_Supplied material_
━━━━━━━━━━
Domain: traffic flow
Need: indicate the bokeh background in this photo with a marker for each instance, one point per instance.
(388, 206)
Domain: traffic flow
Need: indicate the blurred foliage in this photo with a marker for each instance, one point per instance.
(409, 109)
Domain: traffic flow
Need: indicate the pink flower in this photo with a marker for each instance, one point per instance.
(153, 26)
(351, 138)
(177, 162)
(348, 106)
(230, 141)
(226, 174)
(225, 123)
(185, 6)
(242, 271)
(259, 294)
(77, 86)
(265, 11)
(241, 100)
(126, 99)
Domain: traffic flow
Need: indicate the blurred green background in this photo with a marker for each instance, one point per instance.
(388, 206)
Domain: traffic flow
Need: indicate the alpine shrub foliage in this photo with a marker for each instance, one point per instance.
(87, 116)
━━━━━━━━━━
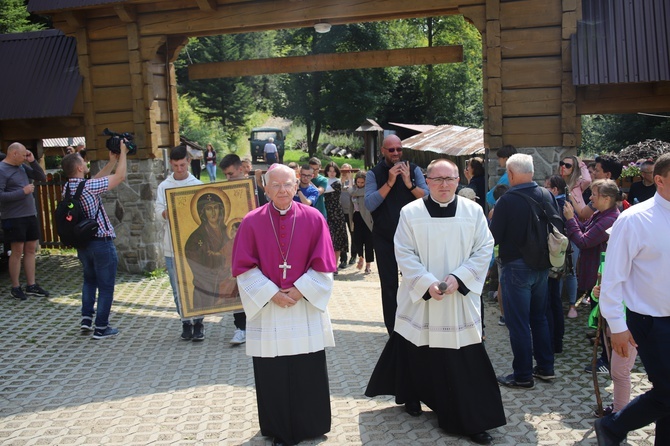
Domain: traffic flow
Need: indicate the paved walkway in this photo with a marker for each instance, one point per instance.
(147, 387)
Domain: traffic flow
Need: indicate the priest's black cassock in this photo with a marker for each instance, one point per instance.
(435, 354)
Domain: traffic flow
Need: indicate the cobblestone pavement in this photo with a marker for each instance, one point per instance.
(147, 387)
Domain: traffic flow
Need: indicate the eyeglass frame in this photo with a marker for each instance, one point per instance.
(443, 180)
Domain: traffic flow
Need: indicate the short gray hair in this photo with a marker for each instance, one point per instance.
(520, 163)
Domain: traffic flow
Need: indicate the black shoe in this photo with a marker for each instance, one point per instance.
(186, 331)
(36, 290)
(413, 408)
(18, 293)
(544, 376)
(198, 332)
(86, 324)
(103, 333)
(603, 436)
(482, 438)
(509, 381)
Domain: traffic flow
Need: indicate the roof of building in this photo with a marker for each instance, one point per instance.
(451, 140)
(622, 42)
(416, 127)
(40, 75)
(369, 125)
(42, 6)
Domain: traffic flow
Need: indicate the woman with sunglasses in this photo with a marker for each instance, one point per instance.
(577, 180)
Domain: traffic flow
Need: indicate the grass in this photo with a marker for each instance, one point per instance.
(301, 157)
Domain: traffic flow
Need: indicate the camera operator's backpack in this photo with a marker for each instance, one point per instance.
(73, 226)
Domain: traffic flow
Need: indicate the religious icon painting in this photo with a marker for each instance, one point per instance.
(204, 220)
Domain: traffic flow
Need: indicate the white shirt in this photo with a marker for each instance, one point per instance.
━━━━━━━━━━
_Assignment_
In the material above, locate the line containing "Need: indicate the roof" and the line containing "Need: indicate the white". Transcribe exactly those two lines and every line between them, and nothing more.

_Task solution_
Need: indicate the roof of building in this photo with a marker for each instance, one point per instance.
(451, 140)
(622, 42)
(416, 127)
(40, 75)
(369, 125)
(42, 6)
Domain: traffic flow
Need: indicate the woman with sunglasses in this photo with a marker for each instance, one point per instance.
(577, 180)
Domain: traffic flow
Need: indicate the grass in this photo with a marker for each instance, one point per instance.
(301, 157)
Domain: traffic flow
Need: indicate the camera operator's backpack in this photo with a marker for each instance, one point per instance.
(73, 226)
Domain: traffic flow
Need: indicate the religious icon painting in this photo with a marker for each instance, one point per instance.
(204, 220)
Domain: traffic flow
Need: indicate the white shirt in this photo with a marker for each instance, one point per instance.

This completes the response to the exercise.